▸ Passage shown:
Re: PostgreSQL suitable?

From: Stephen Frost <sfrost(at)snowman(dot)net>
To: Vincenzo Romano <vincenzo(dot)romano(at)notorand(dot)it>
Cc: Alvaro Herrera <alvherre(at)alvh(dot)no-ip(dot)org>, Andreas Kretschmer <andreas(at)a-kretschmer(dot)de>, pgsql-general(at)lists(dot)postgresql(dot)org
Subject: Re: PostgreSQL suitable?
Date: 2017-12-19 17:24:03
Message-ID: 20171219172403.GO4628@tamriel.snowman.net
Views: Raw Message | Whole Thread | Download mbox | Resend email
Thread:
Lists: pgsql-general

Greetings,

* Vincenzo Romano (vincenzo(dot)romano(at)notorand(dot)it) wrote:
> 2017-12-19 17:32 GMT+01:00 Stephen Frost <sfrost(at)snowman(dot)net>:
> > * Vincenzo Romano (vincenzo(dot)romano(at)notorand(dot)it) wrote:
> >> 2017-12-19 16:48 GMT+01:00 Stephen Frost <sfrost(at)snowman(dot)net>:
> >> > * Vincenzo Romano (vincenzo(dot)romano(at)notorand(dot)it) wrote:
> >> >> Sorry, my bad: I confused V10 with v11.
> >> >> But accordingly to a discussion with Bruce Momjan, table partitionin V10 is
> >> >> little more than syntactic sugar around old-fashioned table partitioning.
> >> >
> >> > Well, it's a bit more than that since there's tuple-routing, but you're
> >> > right that the partition elimination is the same as it was in earlier
> >> > versions and based on constraint exclusion. That said, as noted in the
> >> > email you replied to, reasonable numbers of partitions aren't too bad
> >> > even with the planning cost; it's when you have many thousands of
> >> > partitions that you get into cases where planning time for queries is
> >> > really bad.
> >>
> >> When you have to handle a 100TB table, the number of partitions
> >> shouldn't be 10 or 12
> >> as seen in most examples and tests.
> >
> > Probably not, but it would depend on the data and what you're doing with
> > it. While there are some general rules-of-thumb, there's no one right
> > answer when it comes to the size of individual partitions.
>
> I think partitioning is done in order to make smaller tables or to
> balance table size and table number.
> You currently have to keep in mind a limit to the number of sub-tables.
> This makes partitioning less effective.

Sure, but that doesn't make PG unsuitable for such use-cases, just that
you have to realize these costs and address them.

> >> This is the same type of issues you hit with partial indexes (this is
> >> why I mentioned them earlier).
> >> Sub-table (and partial index) selection algorithm should be
> >> logarithmic or sub-linear.
> >
> > Sure, and work is being done to improve PG in that exact area, but that
> > doesn't mean it can't handle workloads like this today, but you have to
> > be aware of the costs associated with today's partitions.
> >
> >> As long as it'll be linear, you'll hear about "reasonable number of partitions".
> >> One thousand partitions for a 100TB table would make "manageable"
> >> 100GB sub-tables.
> >
> > Yup, and 100G tables are certainly large and a bit awkward but they can
> > be managed.

▸ Information given:

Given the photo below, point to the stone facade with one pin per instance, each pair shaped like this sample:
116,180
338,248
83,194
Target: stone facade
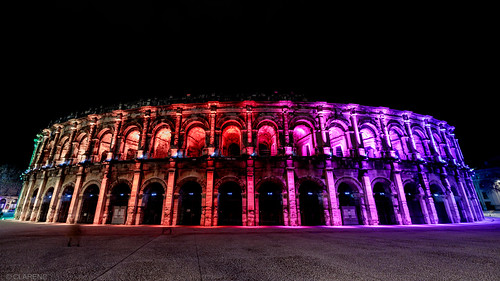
249,163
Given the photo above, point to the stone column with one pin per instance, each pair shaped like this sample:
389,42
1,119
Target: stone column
250,193
39,197
100,208
335,217
429,201
403,205
169,196
133,200
74,198
50,160
51,216
209,195
371,208
292,203
143,146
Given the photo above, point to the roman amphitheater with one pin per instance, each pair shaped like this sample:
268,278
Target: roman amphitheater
248,162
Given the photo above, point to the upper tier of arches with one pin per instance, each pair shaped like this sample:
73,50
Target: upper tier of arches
231,129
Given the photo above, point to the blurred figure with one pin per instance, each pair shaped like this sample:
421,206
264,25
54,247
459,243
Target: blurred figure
74,234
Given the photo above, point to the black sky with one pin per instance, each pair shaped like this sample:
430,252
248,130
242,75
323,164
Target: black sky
71,55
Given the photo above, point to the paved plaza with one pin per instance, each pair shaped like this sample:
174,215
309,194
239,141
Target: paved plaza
38,251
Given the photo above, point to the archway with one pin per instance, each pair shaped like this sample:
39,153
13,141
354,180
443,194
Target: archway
66,196
44,208
383,202
349,204
270,204
189,204
413,202
229,208
89,204
311,204
118,202
152,200
439,204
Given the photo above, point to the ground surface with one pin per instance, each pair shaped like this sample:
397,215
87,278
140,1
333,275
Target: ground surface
30,251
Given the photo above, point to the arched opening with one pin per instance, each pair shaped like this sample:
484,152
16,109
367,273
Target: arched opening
369,139
413,202
195,142
229,206
270,204
131,145
231,140
338,142
311,204
162,143
44,208
439,204
104,147
383,202
349,204
118,202
303,139
152,200
66,196
89,204
189,204
267,141
32,204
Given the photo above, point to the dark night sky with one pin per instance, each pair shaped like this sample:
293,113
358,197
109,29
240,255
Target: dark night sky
71,56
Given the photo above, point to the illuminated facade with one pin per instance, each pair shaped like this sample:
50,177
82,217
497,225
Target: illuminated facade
249,163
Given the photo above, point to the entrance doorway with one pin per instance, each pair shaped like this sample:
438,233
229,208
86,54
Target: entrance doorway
383,202
152,200
270,204
229,207
349,204
117,211
44,209
89,204
190,204
311,204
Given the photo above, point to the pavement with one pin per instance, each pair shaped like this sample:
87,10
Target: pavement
38,251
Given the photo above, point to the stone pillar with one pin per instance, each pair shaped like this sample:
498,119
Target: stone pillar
427,196
250,193
26,198
114,147
39,197
209,195
169,196
371,208
400,191
133,200
143,146
74,198
100,208
335,216
50,160
51,216
292,203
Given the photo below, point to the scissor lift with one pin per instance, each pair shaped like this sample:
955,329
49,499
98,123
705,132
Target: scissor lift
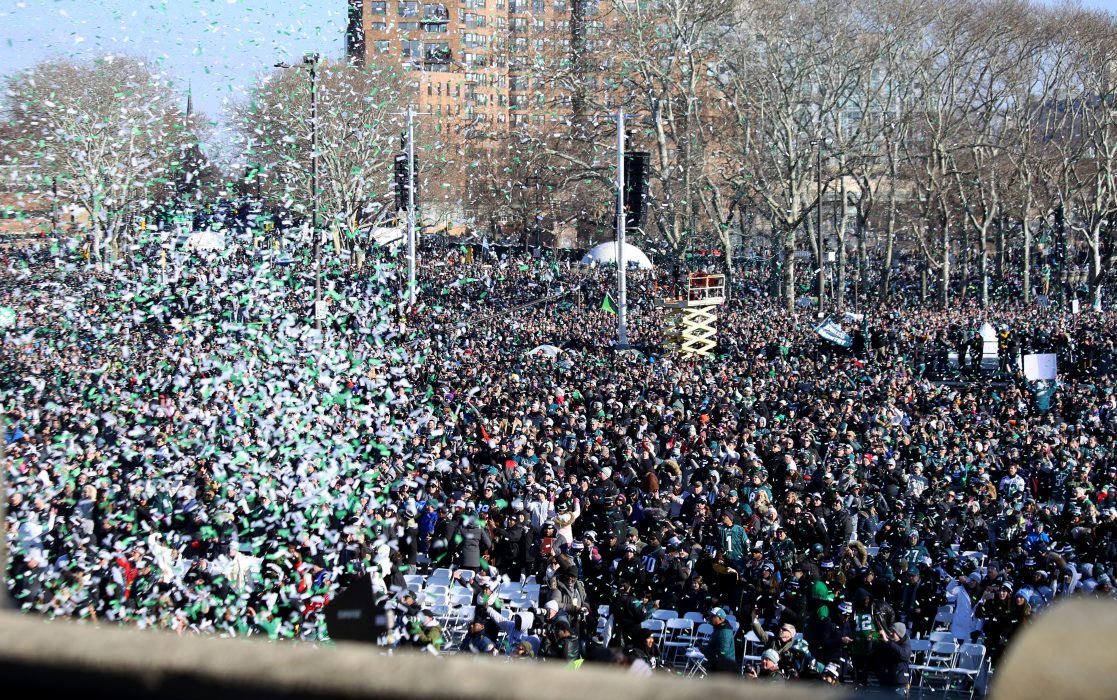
689,326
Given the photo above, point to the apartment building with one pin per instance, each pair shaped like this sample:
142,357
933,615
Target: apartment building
480,65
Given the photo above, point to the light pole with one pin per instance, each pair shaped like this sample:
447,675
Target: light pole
311,60
818,224
412,290
621,266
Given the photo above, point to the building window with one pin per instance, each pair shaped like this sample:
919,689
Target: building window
436,12
410,48
436,56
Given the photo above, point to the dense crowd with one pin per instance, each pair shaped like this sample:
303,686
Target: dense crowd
185,450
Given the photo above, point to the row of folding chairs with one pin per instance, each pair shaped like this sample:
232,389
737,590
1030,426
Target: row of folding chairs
698,619
440,587
941,661
675,635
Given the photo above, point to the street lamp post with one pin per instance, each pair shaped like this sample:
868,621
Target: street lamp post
818,226
311,60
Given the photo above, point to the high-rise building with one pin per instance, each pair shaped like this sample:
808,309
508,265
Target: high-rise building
479,64
483,68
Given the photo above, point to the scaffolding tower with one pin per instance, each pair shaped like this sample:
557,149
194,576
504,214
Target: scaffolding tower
691,316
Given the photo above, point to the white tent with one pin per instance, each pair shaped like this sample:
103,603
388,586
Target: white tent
550,351
605,253
989,337
206,240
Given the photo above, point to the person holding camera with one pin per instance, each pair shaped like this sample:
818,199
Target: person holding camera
721,652
893,653
769,668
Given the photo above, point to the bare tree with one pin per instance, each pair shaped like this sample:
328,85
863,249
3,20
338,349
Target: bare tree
359,135
108,133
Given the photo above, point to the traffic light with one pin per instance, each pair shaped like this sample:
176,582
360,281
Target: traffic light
636,187
401,182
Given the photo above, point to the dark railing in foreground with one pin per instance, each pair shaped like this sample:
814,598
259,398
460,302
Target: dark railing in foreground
1067,653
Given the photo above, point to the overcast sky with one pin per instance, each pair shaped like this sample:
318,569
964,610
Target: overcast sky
216,46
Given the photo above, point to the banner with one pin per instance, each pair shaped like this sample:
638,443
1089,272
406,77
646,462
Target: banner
1038,367
832,332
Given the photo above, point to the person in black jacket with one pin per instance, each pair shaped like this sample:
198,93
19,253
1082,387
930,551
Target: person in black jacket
470,542
893,654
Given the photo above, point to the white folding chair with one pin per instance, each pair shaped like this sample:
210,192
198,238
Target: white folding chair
704,633
918,659
440,576
696,663
508,591
942,635
967,667
939,662
604,624
753,650
943,621
435,595
532,591
678,636
460,596
656,626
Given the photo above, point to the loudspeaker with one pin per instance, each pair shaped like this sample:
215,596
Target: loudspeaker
636,187
354,615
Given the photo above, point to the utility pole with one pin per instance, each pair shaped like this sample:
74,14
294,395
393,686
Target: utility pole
412,289
818,224
54,212
621,266
312,60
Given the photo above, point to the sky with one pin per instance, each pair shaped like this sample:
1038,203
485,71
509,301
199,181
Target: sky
216,47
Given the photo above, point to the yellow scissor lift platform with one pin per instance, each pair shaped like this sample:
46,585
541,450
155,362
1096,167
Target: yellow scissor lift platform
691,317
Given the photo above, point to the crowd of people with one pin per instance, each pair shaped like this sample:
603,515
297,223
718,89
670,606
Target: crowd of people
185,449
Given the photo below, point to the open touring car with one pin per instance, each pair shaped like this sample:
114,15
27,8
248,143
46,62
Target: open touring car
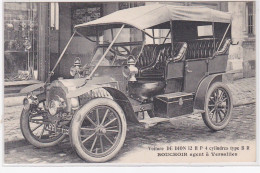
177,73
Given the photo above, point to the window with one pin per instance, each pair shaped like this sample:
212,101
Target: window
251,16
205,30
20,41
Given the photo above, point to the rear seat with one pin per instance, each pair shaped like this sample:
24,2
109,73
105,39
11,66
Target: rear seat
205,48
153,59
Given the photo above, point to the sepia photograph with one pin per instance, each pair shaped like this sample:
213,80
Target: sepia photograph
129,83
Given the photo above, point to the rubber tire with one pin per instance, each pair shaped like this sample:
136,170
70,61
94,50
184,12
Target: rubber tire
205,115
76,123
24,125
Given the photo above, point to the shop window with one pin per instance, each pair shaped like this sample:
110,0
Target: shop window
205,30
251,18
20,41
85,12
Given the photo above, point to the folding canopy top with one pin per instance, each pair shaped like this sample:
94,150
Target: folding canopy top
151,15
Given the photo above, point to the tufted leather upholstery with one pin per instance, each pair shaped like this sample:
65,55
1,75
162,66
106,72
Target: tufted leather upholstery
153,63
205,48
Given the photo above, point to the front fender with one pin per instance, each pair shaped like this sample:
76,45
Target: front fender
117,96
32,88
202,89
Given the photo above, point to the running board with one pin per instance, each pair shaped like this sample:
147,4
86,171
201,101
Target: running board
149,122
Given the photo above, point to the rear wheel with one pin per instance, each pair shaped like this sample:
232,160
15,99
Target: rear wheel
98,130
218,107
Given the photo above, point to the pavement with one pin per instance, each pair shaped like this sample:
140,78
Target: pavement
243,92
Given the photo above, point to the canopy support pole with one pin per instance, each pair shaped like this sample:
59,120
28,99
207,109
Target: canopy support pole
223,37
61,56
107,50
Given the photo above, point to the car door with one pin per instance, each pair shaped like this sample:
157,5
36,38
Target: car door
195,70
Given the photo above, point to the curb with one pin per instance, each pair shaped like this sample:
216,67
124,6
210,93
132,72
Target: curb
22,142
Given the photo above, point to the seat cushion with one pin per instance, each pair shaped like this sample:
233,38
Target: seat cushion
143,90
154,63
205,48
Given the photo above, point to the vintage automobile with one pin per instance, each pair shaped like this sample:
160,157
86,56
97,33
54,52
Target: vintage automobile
134,82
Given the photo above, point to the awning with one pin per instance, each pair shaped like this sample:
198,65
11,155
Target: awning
151,15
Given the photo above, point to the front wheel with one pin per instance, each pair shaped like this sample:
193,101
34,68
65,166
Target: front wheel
34,129
218,107
98,130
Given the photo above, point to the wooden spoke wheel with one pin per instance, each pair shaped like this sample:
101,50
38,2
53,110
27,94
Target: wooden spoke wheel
34,127
218,107
98,130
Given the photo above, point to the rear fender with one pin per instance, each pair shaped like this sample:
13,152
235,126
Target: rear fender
202,89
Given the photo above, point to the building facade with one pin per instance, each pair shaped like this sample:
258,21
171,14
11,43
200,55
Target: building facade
36,33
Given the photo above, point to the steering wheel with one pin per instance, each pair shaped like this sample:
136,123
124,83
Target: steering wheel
123,52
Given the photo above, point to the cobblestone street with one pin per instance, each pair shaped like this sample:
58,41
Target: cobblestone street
181,129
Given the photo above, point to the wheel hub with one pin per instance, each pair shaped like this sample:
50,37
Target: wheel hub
100,130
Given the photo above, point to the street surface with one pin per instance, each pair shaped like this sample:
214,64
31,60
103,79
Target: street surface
242,127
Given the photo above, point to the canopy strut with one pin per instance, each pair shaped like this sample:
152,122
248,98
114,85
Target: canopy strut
101,59
61,55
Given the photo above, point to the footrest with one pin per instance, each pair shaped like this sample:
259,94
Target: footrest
148,122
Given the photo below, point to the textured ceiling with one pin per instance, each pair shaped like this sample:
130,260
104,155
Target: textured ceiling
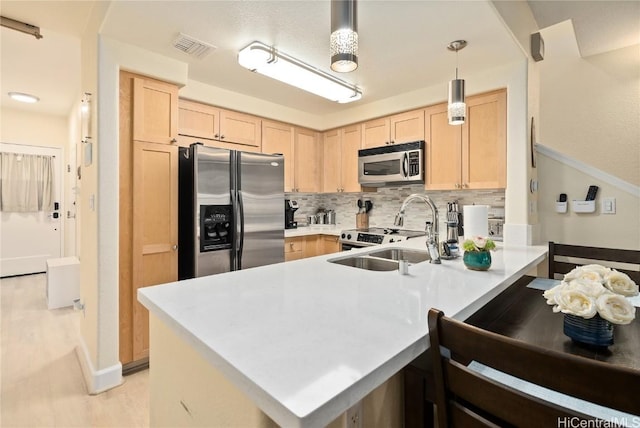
402,43
599,26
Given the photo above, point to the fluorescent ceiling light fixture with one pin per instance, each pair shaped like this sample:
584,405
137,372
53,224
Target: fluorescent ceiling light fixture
25,98
273,63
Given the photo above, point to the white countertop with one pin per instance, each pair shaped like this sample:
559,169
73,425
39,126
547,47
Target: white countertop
307,339
316,229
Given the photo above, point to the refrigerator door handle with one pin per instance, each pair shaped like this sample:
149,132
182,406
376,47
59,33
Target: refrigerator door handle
240,237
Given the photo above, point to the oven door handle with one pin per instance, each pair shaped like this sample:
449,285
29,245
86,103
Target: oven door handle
405,165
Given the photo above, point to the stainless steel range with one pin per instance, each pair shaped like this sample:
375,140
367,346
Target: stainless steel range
358,238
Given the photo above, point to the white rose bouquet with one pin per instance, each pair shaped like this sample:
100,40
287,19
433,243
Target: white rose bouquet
594,289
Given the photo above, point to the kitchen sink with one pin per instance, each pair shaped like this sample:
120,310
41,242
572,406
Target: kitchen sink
368,263
412,256
383,260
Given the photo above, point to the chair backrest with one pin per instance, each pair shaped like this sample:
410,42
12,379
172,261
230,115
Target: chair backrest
558,253
467,398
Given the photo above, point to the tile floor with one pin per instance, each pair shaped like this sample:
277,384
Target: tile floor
41,380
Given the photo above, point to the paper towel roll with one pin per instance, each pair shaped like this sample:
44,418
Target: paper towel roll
476,220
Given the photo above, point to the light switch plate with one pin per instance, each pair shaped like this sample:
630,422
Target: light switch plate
608,206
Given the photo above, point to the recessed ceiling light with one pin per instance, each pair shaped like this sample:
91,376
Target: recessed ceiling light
25,98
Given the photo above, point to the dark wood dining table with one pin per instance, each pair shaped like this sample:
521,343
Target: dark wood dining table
522,313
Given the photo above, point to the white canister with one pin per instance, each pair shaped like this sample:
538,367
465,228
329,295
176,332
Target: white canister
475,220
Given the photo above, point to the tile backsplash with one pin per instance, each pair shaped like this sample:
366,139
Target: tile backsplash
386,203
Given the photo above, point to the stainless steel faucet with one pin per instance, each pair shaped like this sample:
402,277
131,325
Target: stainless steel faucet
433,235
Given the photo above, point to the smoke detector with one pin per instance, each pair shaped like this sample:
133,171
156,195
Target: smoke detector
192,46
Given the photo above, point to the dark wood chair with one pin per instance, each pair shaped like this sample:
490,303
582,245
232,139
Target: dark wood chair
466,398
558,253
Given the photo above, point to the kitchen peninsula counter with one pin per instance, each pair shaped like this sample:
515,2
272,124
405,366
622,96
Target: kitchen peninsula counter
302,341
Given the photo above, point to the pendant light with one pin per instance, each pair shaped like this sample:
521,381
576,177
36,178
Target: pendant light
457,108
344,36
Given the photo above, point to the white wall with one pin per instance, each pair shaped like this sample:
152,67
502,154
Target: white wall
36,129
619,230
100,183
590,114
591,105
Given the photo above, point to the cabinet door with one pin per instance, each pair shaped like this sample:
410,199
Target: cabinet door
155,111
351,141
442,154
407,127
330,244
198,120
375,133
155,228
240,128
331,162
307,161
278,138
484,142
311,246
294,248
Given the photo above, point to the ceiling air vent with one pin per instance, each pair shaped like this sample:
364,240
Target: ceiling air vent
192,46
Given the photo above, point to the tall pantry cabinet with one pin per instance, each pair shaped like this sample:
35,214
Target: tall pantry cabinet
148,202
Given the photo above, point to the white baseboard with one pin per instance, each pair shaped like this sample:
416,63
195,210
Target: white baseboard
101,380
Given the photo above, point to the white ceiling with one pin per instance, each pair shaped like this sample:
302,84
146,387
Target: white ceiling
402,43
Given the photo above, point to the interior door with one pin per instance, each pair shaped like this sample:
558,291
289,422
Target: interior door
29,239
155,228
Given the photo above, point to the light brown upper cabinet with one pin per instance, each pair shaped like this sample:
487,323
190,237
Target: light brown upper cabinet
307,161
155,231
340,159
399,128
471,156
279,138
155,111
213,124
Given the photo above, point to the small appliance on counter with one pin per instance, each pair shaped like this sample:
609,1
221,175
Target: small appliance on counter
367,237
451,245
290,207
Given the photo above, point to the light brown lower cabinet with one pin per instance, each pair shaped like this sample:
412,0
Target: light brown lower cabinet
330,244
148,217
155,228
301,247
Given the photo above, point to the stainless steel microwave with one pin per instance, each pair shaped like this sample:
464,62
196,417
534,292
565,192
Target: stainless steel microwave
391,165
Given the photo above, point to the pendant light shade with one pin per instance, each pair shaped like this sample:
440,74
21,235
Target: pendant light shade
344,36
456,108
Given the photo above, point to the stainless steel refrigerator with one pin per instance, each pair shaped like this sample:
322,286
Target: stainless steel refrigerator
231,214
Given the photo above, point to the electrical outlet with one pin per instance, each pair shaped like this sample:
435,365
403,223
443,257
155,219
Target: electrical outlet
608,206
354,416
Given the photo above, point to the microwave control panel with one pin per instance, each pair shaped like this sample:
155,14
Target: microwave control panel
414,163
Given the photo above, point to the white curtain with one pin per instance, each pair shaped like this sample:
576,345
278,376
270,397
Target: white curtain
26,182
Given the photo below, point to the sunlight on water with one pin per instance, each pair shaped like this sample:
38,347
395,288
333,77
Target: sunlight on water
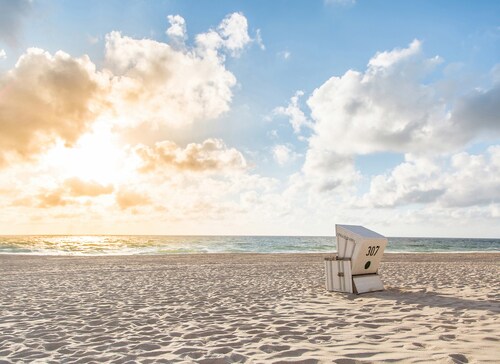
154,245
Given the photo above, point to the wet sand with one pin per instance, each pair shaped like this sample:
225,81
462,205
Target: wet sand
228,308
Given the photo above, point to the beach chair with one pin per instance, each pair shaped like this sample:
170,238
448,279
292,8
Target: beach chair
354,269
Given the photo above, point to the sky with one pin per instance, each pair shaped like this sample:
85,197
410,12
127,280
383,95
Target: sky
250,117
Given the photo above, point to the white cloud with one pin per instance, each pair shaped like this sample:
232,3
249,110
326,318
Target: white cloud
285,55
210,156
177,30
296,116
340,2
463,180
389,108
231,35
47,98
11,18
282,154
92,39
157,84
234,32
258,39
384,109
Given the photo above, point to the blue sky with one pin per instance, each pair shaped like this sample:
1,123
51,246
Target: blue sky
305,114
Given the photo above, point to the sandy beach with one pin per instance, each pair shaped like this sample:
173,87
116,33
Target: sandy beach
228,308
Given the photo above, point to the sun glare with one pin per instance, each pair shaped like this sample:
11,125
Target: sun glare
97,156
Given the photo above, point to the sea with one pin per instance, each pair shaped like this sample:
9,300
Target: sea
156,245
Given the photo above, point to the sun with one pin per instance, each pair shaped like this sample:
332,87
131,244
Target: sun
97,156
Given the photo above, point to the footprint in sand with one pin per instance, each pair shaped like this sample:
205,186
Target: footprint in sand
447,337
459,358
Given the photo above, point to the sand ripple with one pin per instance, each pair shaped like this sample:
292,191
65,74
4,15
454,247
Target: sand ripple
246,309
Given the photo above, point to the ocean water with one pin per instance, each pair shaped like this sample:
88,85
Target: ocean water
155,245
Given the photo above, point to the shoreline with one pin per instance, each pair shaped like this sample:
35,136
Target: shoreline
248,308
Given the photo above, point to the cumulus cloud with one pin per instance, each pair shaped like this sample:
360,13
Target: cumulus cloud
46,98
282,154
386,108
177,30
11,18
479,112
340,2
463,180
296,116
259,41
414,181
127,198
389,107
52,199
231,35
155,83
78,187
475,179
210,156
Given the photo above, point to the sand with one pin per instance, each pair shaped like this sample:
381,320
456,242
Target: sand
230,308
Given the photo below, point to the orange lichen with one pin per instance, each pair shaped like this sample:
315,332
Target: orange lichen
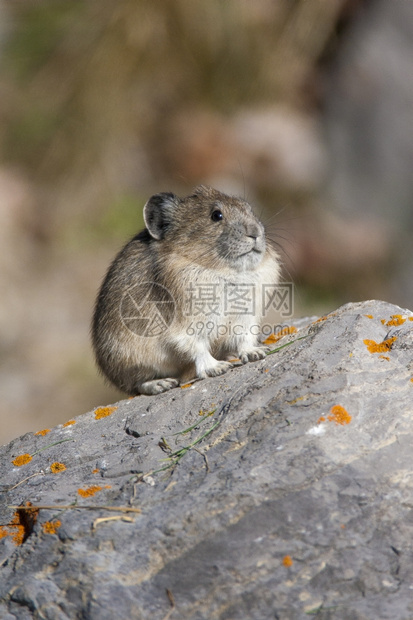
287,561
103,412
380,347
51,527
22,459
285,331
395,319
57,467
44,432
22,524
339,415
92,490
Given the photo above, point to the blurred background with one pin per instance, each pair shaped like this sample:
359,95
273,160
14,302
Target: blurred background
303,106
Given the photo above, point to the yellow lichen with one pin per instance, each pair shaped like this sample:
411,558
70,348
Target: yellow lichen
285,331
44,432
22,459
287,561
380,347
104,412
92,490
57,467
339,415
51,527
21,526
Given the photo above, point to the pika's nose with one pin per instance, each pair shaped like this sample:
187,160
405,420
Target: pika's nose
253,231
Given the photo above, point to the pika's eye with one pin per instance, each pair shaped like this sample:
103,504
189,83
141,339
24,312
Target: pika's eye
216,215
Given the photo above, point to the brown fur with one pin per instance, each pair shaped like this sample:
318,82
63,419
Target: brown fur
181,245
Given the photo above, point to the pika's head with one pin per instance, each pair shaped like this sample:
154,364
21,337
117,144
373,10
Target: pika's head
208,228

▸ Given task A: List every person named in the From, To, and Cc lines of the PostgreSQL mailing-list message.
▸ Given task B: Return the stretch of the PostgreSQL mailing-list message from "From: Stephen Frost" through "Subject: Re: PostgreSQL suitable?", copied word for word.

▸ Expected answer A: Stephen Frost, Vincenzo Romano, Alvaro Herrera, Andreas Kretschmer

▸ Expected answer B:
From: Stephen Frost <sfrost(at)snowman(dot)net>
To: Vincenzo Romano <vincenzo(dot)romano(at)notorand(dot)it>
Cc: Alvaro Herrera <alvherre(at)alvh(dot)no-ip(dot)org>, Andreas Kretschmer <andreas(at)a-kretschmer(dot)de>, pgsql-general(at)lists(dot)postgresql(dot)org
Subject: Re: PostgreSQL suitable?